BEGIN Document excerpt

Bill Conlin, a sportswriter honored at the Baseball Hall of Fame and marred by accusations of child abuse, died Thursday in Florida at the age of 79. In December 2011, four individuals publicly accused Conlin of abusing them as children in the 1970s in an explosive Philadelphia Inquirer story. They were emboldened to speak out in the wake of the Jerry Sandusky investigation at Penn State. Conlin immediately resigned from the Philadelphia Daily News, where he had been a sportswriter for over four decades. He then became a recluse in Largo, Florida where he died Thursday.
Via Philly.com…
"Bill Conlin, a Daily News sports columnist whose writing sparkled with incision and erudition, but whose career ended in the disgrace of child-molestation accusations, died yesterday in Largo, Fla. He was 79.
Conlin resigned from the Daily News on Dec. 20, 2011, shortly before the publication of stories in the Inquirer about accusations that he molested seven children in the 1960s and '70s.
The revelations hit colleagues and acquaintances with a shock wave that has yet to subside."

END Document excerpt

● Exercise requirements:
a. Rewrite the part of the article about Bill Conlin that begins at the words "Bill Conlin, a sportswriter" and ends after "he died Thursday.", swapping "sportswriter" for "columnist".
b. In the article about Bill Conlin, on what date did Conlin resign from the Daily News?
c. Continue the article about Bill Conlin's death from the point where it stops.
The material after this point comes from a separate source.

BEGIN Extracted material

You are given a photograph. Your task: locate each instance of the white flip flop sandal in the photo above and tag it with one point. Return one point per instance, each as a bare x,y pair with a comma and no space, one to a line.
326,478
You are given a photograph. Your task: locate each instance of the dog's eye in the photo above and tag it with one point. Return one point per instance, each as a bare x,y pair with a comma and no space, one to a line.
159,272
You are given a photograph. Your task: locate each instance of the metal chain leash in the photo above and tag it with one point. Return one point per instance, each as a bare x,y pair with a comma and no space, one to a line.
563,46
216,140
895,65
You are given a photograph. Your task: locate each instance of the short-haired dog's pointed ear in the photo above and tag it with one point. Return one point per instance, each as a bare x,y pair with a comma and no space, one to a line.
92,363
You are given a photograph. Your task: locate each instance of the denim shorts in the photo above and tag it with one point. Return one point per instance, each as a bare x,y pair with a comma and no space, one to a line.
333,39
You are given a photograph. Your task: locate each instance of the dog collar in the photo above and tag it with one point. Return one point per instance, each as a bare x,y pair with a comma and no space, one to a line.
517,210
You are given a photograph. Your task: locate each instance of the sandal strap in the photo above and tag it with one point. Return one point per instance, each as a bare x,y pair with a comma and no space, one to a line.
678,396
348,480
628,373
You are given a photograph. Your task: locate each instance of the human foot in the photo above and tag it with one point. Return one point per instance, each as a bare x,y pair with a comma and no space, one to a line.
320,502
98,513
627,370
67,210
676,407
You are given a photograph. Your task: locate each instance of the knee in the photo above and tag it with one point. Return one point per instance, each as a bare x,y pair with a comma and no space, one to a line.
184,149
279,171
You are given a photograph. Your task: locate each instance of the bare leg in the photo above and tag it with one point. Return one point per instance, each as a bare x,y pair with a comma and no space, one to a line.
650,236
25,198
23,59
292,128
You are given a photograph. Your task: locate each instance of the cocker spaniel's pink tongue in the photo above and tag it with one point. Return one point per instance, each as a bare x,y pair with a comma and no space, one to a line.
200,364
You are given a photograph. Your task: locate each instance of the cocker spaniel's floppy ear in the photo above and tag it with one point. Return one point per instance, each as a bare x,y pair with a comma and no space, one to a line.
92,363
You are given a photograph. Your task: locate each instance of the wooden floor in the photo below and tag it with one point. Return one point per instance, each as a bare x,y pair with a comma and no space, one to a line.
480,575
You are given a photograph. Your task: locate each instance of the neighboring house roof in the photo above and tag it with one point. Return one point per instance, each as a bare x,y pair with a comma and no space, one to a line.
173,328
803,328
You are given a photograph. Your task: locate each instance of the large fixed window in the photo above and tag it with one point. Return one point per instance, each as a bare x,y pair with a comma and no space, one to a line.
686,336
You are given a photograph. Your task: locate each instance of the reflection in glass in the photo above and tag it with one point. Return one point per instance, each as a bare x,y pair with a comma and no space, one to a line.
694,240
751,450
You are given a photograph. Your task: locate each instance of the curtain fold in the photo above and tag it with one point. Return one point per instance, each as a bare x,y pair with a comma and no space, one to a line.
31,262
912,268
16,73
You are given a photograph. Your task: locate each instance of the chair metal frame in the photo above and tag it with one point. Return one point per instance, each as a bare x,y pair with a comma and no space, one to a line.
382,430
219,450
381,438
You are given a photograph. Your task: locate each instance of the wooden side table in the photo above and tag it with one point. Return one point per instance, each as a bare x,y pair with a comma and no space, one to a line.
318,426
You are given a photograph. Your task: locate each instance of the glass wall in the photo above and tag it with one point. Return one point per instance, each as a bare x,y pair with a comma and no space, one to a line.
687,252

END Extracted material

● Answer list:
a.
Bill Conlin, a columnist honored at the Baseball Hall of Fame and marred by accusations of child abuse, died Thursday in Florida at the age of 79. In December 2011, four individuals publicly accused Conlin of abusing them as children in the 1970s in an explosive Philadelphia Inquirer story. They were emboldened to speak out in the wake of the Jerry Sandusky investigation at Penn State. Conlin immediately resigned from the Philadelphia Daily News, where he had been a columnist for over four decades. He then became a recluse in Largo, Florida where he died Thursday.

b. Dec. 20, 2011

c.
While Conlin made his name in Philly, he was also a fixture on ESPN airwaves for years as a panelist on the Sports Reporters as part of the first wave of local sports columnists to receive national notoriety. Nowadays, columnists from around the country are given national platforms on a daily basis on multiple television networks.
Conlin was given the Spink Award by the BBWAA and honored at the Baseball Hall of Fame in 2011 before the allegations were made public. Ironically enough in light of the recent news cycle, the BBWAA released an infamous statement defending Conlin when the Philadelphia Inquirer story first broke as being a "member in good standing."
Whatever contributions Conlin made to sportswriting, they will always be overshadowed by the allegations of child abuse that were made public at the end of his life.